● **Task inputs**:

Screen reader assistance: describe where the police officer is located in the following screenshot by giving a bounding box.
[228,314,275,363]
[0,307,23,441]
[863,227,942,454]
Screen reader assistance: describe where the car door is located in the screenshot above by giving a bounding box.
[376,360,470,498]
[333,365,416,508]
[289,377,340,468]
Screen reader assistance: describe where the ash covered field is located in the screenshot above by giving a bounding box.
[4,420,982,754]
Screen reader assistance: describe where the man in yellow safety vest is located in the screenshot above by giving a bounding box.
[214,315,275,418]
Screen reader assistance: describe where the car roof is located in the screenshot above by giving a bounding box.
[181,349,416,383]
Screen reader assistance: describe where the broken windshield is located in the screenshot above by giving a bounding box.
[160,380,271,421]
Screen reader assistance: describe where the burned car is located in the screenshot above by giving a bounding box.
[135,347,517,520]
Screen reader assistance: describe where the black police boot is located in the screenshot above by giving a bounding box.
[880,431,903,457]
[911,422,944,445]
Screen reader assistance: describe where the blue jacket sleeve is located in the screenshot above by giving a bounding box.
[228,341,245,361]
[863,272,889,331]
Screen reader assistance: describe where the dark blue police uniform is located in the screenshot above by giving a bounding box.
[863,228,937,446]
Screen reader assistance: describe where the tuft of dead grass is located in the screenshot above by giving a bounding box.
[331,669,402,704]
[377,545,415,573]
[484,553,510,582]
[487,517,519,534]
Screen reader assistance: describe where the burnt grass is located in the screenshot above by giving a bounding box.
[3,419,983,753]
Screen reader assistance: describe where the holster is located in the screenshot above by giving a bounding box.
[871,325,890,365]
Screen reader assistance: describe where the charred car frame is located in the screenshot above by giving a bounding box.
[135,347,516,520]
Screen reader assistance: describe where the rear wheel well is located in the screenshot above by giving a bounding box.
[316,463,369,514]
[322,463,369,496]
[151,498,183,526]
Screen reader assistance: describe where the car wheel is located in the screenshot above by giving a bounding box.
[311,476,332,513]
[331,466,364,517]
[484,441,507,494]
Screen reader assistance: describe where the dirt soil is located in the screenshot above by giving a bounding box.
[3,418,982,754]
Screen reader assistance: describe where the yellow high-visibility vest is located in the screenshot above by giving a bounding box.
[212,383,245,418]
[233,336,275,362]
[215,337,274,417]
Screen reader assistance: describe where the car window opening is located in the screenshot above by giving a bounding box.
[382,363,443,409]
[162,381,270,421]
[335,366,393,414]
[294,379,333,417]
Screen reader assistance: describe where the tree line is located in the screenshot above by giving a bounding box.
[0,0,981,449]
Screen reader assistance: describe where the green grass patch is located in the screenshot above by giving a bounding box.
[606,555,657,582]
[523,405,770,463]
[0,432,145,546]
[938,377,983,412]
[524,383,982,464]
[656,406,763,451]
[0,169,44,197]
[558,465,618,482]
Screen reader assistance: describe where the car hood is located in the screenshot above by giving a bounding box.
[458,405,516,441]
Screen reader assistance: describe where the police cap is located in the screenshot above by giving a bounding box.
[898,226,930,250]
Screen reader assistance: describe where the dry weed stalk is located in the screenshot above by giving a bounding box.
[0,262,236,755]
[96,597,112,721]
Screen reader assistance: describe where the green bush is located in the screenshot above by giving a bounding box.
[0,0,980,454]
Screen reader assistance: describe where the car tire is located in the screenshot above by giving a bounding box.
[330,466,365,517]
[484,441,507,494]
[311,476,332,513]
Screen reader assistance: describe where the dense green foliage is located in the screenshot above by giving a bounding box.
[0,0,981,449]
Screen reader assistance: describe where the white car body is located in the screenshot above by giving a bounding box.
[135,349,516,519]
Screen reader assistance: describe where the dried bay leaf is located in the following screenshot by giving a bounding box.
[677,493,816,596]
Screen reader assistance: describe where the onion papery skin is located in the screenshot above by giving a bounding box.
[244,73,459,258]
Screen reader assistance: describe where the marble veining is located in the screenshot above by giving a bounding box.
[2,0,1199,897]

● **What the task requires**: Write out, word for word, all lines from the line that holds "Screen reader assistance: describe where the onion" through the last line of the listing, with both end lines kept.

● **Solution below**:
Screen reader assistance: describe where the onion papery skin is located in the screenshot above by giving a bounding box.
[244,73,459,258]
Screen reader assistance: describe where the marble veining is located in the screenshot above by giving a bounding box.
[2,0,1199,897]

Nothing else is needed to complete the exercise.